▶ _ABOUT THIS EXERCISE_:
In the forum thread below, why does CMay say a reasoning model should be pushed to hold off on reaching a conclusion until the end? Answer in one to three sentences.

START READING PASSAGE

CMay 1 day ago

One immediate observation I have about this model is that it seems to do a better job of filtering out or toning down some ideological disinformation that other models regurgitate from activist controlled Wikipedia articles, at least for a few I've checked. Previously you had to write your own sanity-check prompts to get the model to do extra up-front work to validate the logical and historical accuracy of things before it spits out what it thinks is the most popular answer.

With this, at least it seems like some of that work was done upfront or the thinking is tuned to avoid those issues, because it's giving me similar conclusions to a sanity-checked prompt. Heck, even Google Gemini and ChatGPT were spitting that stuff out, where this one is giving me a reasonable response. So in that regard, big thumbs up to the Mistral team if they did any specific work in that area. It's something I cared about that I was getting concerned nobody else cared about enough to fix.

1
andsoitis 1 day ago

What’s an example prompt and sanitized prompt you use to evaluate?

CMay 1 day ago

Not going to leak my tests, but here's how you can create your own.

- Think up a topic that's interesting to you, yet maybe controversial.

- Look up primary sources and empirical information about it.

- Then look at a relevant Wikipedia article about it to see if the way the Wikipedia article frames it is honestly and faithfully justified by the primary sources and empirical data about it.

If the article seems to have a strong bias or critically misrepresent the reality even if it does so by stating true things, you have a juicy nugget on your hands.

Ask any given LLM about that topic and see if it regurgitates the opinion in the Wikipedia article. If it does, then develop your own prompt that requires the LLM to go down a checklist of things that help resolve warped logic without specifically trying to shape the output to your own preference. Now find other articles and see how well your checklist generalizes.

How well this works depends on how good the model you're using is at instruction following.

A lot of what thinking models do is expand the context around a topic to hopefully improve final prediction. To assist that, you have to encourage the LLM to be hesitant to form an opinion or decide on the conclusion before the end, otherwise it can start with a conclusion and spend the rest of the time supporting a weak conclusion rather than arriving at a stronger one after new information emerges.

The danger is that reasoning models will state early on in their reasoning some ideological fact the same way it might say, "well i know that 1+1=2, so that means X", when in reality a particular fact does not stand up to scrutiny. Then it gets lost in a loop thinking ideologically, which can help propagate these things through language models which is dangerous.

Ideally all ingested Wikipedia gets evaluated against some levels of ground truth before getting trained on to start with, but then it's harder to keep up to date with it. Until then we have to help LLMs handle these cases better.

staticman2 4 hours ago

I don't get it.

If I think that Rabbits and Hares are classified by Wikipedia incorrectly and Ideological Wikipedia Editors are hiding the truth with Disinformation, why would I give the model any credit if it tells the correct answer only if I develop a custom 22 point mammalian biology reasoning checklist that leads it to the Real Truth about Rabbits and Hares?

It certainly doesn't inspire confidence that any other particular question would be answered correctly?

END READING PASSAGE
START SOURCE MATERIAL

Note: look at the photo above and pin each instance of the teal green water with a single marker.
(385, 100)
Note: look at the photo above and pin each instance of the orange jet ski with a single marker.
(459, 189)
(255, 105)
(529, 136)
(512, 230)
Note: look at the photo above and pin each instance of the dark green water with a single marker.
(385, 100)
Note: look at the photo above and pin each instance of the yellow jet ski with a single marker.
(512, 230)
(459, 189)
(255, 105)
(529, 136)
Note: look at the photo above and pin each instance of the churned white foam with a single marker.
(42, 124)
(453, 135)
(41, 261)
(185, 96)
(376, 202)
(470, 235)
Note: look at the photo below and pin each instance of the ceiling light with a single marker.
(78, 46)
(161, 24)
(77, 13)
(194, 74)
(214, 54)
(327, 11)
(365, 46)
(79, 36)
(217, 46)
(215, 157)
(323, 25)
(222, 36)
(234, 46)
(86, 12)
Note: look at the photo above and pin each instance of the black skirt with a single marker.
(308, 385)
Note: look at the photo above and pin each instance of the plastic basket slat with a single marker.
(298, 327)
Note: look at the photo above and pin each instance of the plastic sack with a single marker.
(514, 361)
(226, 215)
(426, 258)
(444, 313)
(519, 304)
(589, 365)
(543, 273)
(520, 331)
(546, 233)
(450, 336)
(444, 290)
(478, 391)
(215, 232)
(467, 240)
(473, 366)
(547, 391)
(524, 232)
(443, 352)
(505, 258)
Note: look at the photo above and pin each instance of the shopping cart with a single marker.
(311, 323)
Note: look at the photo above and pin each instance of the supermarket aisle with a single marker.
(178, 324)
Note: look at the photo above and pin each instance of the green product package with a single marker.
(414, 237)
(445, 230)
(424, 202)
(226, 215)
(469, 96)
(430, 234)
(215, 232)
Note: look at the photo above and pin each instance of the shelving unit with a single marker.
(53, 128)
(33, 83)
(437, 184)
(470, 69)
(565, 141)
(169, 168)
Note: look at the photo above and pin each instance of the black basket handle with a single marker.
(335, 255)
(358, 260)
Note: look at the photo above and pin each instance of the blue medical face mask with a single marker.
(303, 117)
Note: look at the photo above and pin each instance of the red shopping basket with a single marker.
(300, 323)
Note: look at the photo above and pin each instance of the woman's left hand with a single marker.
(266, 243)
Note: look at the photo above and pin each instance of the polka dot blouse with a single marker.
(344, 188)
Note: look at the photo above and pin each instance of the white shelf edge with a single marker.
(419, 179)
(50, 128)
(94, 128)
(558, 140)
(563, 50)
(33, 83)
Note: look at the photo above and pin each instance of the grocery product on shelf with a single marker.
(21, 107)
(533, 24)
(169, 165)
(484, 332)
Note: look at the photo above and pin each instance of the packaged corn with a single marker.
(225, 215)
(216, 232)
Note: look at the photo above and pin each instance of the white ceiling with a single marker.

END SOURCE MATERIAL
START SOURCE MATERIAL

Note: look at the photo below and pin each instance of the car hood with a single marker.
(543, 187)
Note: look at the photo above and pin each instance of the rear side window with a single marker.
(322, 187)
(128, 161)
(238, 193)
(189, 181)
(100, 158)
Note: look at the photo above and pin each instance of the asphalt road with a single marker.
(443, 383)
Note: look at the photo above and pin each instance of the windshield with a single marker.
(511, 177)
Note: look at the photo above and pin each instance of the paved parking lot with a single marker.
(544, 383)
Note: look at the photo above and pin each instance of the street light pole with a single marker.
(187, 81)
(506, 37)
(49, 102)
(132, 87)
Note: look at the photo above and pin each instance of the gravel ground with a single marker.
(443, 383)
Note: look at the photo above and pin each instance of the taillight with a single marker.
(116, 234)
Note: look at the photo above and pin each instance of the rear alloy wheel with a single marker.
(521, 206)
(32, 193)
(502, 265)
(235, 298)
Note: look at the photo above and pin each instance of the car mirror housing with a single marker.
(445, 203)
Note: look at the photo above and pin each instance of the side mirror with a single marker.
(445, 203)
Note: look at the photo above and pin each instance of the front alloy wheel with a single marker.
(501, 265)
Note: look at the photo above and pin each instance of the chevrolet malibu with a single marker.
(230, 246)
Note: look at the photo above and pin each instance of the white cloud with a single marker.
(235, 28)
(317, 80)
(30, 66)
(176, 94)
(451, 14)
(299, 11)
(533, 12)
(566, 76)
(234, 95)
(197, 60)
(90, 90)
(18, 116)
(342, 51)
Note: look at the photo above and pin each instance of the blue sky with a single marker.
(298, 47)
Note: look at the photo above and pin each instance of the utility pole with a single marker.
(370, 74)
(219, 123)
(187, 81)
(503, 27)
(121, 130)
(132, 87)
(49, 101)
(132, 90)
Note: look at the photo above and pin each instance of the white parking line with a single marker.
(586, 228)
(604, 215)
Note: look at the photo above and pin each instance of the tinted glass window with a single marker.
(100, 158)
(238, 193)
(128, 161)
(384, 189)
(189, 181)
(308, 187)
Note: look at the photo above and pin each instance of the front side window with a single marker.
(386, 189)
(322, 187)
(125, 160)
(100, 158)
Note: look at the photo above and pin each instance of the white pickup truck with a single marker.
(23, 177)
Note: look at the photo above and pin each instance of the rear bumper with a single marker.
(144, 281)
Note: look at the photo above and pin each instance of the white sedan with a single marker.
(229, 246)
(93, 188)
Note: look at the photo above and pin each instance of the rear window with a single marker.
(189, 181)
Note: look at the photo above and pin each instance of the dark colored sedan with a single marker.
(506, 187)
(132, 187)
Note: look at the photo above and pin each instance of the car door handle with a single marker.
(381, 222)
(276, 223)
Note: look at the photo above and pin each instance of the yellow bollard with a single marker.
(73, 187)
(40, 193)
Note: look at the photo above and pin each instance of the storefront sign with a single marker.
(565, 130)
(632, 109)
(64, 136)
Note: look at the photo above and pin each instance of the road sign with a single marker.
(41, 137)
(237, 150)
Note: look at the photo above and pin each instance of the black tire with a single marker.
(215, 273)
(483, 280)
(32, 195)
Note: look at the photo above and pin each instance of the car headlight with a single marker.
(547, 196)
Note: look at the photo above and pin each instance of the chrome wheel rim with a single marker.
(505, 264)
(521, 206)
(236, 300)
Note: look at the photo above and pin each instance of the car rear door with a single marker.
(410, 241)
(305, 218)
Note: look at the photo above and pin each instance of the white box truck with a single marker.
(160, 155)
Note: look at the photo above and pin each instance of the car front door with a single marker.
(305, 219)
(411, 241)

END SOURCE MATERIAL

▶ _EXPECTED ANSWER_:
If it doesn't wait, the model can start with a conclusion and spend the rest of its reasoning supporting that weak conclusion. Holding off lets it reach a stronger one after new information comes up.